_Instructions to follow_
Please copy out every line in the entries that includes the word "woman".

_Available data_

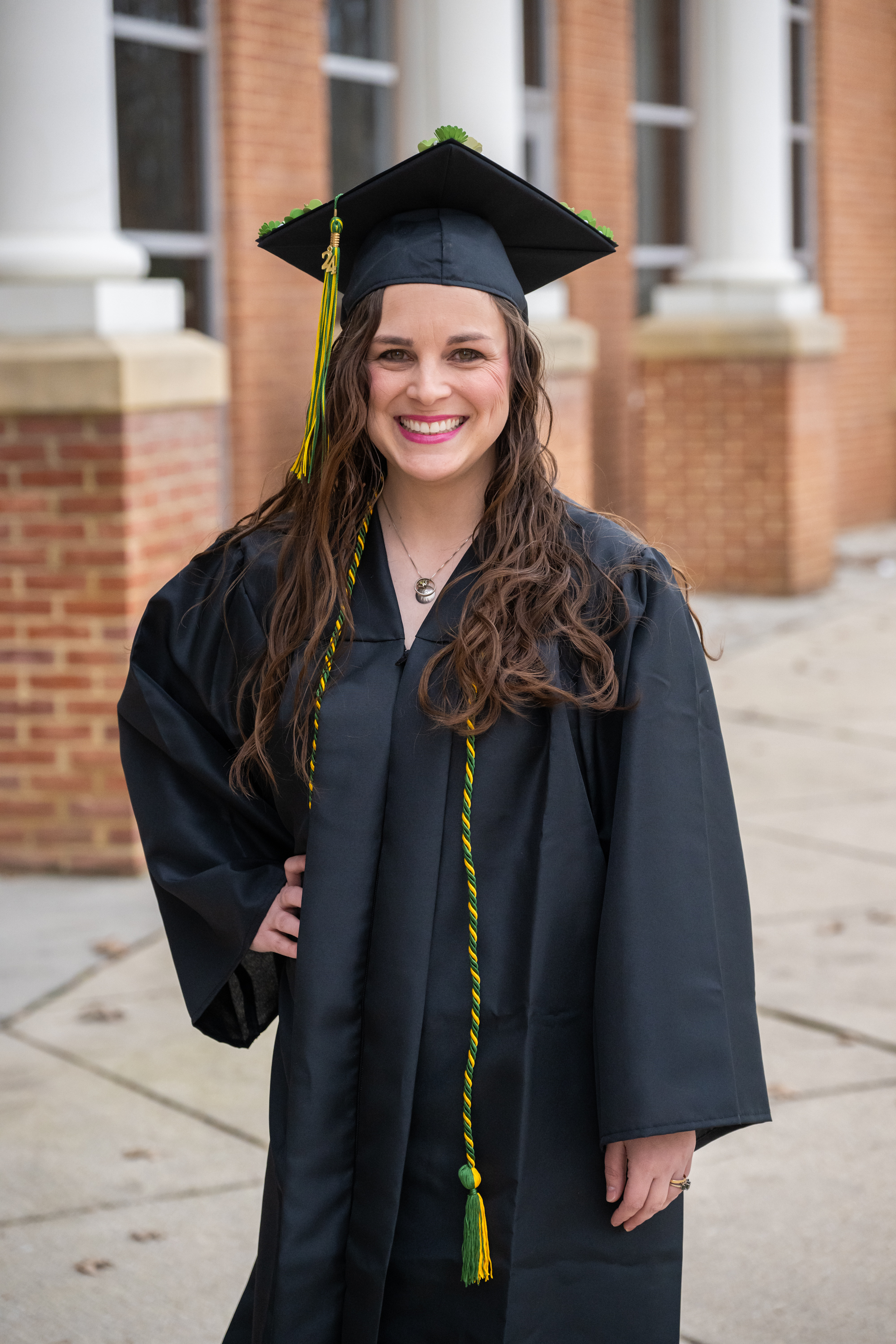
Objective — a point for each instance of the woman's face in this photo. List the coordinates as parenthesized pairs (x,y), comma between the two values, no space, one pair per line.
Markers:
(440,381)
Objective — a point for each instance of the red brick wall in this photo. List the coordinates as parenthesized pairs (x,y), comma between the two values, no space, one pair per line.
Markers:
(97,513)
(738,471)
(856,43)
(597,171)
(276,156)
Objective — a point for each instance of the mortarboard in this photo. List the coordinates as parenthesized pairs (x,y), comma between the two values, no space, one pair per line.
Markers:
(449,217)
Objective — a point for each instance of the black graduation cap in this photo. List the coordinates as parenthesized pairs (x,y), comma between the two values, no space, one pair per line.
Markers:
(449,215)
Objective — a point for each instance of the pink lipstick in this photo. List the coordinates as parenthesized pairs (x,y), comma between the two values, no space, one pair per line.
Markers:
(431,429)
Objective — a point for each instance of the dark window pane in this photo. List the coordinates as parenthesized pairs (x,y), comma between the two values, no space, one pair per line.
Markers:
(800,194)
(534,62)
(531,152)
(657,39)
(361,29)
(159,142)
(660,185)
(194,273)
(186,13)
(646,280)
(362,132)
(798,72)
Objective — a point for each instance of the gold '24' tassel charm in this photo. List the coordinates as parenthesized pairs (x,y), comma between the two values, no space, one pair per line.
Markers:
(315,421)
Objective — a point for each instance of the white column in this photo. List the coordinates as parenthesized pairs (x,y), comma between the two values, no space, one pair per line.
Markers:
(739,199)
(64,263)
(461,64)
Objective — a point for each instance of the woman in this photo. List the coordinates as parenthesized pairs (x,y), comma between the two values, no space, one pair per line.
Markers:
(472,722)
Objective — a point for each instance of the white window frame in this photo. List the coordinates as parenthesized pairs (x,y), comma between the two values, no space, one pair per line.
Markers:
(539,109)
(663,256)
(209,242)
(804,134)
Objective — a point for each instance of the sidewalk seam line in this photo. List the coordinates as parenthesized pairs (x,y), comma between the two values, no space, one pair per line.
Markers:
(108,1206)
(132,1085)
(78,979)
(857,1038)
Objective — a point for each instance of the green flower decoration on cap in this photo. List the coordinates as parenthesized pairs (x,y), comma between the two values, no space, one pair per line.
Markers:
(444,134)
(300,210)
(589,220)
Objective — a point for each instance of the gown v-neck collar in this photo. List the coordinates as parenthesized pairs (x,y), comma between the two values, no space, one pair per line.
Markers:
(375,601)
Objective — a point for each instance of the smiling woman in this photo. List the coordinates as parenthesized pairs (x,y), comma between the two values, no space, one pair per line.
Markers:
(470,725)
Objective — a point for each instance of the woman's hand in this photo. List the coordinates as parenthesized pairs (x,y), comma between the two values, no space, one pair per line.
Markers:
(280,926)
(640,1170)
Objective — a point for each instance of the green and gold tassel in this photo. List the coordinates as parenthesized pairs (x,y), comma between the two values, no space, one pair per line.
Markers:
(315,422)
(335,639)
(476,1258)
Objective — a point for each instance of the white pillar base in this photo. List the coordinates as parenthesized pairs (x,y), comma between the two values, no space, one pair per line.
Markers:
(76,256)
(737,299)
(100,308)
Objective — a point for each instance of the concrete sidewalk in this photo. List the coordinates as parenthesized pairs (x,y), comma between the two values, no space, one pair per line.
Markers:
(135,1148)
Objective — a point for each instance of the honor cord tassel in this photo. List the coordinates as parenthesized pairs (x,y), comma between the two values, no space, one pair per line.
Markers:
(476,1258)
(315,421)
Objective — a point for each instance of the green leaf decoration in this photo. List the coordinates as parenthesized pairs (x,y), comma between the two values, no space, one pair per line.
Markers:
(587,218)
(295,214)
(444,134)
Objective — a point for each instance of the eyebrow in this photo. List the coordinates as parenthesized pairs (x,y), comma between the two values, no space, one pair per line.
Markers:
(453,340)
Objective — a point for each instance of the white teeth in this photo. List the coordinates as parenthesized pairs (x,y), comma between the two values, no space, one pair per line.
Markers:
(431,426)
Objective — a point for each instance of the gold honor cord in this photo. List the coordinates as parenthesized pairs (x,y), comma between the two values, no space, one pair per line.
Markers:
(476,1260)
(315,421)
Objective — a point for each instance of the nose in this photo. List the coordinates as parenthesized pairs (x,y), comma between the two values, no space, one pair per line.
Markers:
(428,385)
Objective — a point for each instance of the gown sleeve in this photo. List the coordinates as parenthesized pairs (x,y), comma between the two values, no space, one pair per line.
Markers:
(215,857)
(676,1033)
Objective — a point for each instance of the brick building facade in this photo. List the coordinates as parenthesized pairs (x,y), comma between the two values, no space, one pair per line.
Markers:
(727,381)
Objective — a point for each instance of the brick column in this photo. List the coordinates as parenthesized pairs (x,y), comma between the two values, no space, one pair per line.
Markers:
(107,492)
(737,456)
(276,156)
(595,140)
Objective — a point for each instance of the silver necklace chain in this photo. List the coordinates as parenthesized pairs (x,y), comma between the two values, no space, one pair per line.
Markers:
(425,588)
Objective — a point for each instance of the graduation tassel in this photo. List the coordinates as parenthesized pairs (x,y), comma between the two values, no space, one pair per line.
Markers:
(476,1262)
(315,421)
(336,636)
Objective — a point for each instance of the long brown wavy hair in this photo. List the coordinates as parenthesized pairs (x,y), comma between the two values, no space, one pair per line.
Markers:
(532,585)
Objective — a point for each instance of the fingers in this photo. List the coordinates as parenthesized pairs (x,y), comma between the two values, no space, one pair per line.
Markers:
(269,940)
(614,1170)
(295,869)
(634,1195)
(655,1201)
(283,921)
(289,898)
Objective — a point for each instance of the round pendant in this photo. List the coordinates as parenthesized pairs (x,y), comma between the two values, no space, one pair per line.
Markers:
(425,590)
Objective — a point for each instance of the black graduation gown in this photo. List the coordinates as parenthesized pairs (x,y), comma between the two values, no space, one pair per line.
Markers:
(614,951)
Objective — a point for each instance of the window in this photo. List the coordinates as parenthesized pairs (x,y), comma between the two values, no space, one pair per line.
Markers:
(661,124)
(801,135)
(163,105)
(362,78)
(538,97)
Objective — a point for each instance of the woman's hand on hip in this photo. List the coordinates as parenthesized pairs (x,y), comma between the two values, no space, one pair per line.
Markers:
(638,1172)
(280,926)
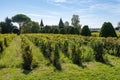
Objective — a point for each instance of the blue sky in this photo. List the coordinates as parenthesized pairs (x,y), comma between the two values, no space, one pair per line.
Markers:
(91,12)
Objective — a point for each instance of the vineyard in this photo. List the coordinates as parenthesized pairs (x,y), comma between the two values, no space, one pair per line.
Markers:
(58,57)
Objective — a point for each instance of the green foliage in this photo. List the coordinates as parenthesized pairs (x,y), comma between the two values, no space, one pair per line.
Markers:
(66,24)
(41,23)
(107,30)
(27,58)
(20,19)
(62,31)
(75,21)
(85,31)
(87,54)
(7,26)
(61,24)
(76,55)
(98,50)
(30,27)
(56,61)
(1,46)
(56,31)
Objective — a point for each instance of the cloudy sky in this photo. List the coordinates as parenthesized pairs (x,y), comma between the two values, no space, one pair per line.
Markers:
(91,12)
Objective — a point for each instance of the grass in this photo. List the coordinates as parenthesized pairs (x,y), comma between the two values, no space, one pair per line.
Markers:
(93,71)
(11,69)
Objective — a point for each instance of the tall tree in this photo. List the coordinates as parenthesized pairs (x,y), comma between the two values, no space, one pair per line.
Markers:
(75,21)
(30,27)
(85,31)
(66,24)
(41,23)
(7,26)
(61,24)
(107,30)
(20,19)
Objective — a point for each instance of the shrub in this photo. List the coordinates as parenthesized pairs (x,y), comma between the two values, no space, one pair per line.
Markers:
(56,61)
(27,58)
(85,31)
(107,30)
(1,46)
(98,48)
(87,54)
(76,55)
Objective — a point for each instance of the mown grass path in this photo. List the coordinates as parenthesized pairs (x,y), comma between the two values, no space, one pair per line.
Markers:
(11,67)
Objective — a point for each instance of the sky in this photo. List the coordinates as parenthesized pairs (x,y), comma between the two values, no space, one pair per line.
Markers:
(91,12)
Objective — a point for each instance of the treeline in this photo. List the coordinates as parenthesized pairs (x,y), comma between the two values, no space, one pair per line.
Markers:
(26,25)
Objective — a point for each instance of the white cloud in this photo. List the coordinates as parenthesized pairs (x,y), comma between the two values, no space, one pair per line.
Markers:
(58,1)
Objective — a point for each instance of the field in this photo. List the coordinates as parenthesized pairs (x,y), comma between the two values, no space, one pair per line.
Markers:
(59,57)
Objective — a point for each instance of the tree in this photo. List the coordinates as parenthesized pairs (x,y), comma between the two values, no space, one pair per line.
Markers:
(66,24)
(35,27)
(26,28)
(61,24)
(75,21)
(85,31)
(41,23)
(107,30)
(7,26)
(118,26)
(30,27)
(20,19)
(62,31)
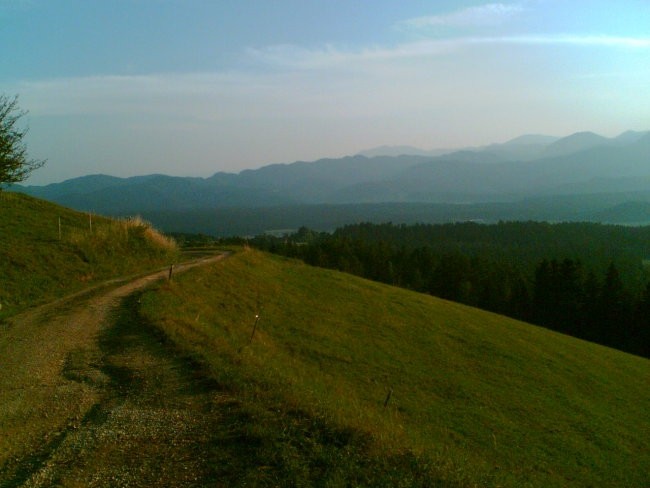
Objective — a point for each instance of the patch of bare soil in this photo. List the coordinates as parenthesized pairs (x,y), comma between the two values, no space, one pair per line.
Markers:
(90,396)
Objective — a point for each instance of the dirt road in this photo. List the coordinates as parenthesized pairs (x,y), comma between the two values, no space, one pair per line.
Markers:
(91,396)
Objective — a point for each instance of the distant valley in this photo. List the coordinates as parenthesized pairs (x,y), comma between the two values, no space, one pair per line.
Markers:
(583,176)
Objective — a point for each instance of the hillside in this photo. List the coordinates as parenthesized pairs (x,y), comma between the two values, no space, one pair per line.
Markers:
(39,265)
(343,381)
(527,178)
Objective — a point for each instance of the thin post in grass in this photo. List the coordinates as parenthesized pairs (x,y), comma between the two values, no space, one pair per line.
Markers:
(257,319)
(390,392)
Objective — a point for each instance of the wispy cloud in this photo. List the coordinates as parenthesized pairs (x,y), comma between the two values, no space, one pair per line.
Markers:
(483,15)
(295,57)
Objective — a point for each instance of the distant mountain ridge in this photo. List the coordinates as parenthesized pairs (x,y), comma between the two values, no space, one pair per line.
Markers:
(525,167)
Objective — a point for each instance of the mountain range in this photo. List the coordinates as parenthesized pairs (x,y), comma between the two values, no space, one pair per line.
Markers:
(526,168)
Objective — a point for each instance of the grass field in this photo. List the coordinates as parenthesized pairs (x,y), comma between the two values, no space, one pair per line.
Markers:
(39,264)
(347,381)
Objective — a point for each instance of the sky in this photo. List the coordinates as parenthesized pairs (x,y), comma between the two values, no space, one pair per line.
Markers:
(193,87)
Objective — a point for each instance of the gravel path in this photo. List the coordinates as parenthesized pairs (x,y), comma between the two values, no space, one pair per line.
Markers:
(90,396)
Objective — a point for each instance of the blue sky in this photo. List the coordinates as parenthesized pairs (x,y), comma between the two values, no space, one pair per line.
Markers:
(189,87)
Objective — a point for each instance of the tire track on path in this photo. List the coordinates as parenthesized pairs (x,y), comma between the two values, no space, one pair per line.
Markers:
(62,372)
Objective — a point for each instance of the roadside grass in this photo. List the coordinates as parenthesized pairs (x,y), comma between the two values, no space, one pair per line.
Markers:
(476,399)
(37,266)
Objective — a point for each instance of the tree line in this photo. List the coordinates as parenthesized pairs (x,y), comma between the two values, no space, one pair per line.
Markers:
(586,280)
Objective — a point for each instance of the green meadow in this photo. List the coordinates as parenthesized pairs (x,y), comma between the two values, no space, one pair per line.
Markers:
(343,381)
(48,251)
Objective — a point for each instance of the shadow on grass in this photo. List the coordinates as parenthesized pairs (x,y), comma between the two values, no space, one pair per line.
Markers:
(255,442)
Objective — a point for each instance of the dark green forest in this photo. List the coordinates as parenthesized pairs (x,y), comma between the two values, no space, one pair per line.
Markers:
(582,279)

_Written solution_
Objective — a point for each instance of the woman's face in this photo. List the coordinates as parenthesized pairs (x,y), comma between the two values, no space, one pair per line.
Objective — a point for each instance of the woman in this photo. List the coordinates as parenthesized pairs (x,y), comma between the two values, no space, one pair per line.
Objective — a point for each instance of the smiling woman in this photo. List the coordinates as parenthesized pairs (x,y), comma between the two values, no space, one pair per line.
Objective — a point for each instance of the woman's hand in this photo. List the coordinates as parenthesized pairs (x,y), comma between the two values, no space, one pair per line.
Objective — a point for each instance of the woman's hand on hip in this photo. List the coordinates as parenthesized pairs (x,y), comma between the two values, no space, one pair per line.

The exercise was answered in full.